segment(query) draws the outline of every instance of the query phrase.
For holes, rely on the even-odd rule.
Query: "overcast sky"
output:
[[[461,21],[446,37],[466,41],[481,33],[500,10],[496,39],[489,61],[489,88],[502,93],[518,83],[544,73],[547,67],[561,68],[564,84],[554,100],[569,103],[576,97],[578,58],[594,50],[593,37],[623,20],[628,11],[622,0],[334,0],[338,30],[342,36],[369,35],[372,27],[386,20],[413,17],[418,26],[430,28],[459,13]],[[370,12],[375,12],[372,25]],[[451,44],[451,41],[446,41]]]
____________
▶ **WHAT THIS TASK INVOLVES**
Which lines run from the one containing "For holes, rely on the even-odd rule." to the final line of the entries? Return those lines exactly, and only those.

▶ **REPLY TO THE EXERCISE**
For holes, rely on the even-odd rule.
Query: "overcast sky"
output:
[[[461,21],[446,37],[466,41],[481,33],[500,10],[496,39],[489,61],[489,88],[502,93],[518,83],[544,73],[547,67],[561,68],[564,84],[554,100],[569,103],[576,97],[578,58],[594,50],[593,37],[623,20],[628,11],[622,0],[334,0],[338,30],[342,36],[369,35],[372,27],[386,20],[413,17],[418,26],[430,28],[459,13]],[[370,12],[375,12],[372,25]],[[451,44],[451,41],[446,41]]]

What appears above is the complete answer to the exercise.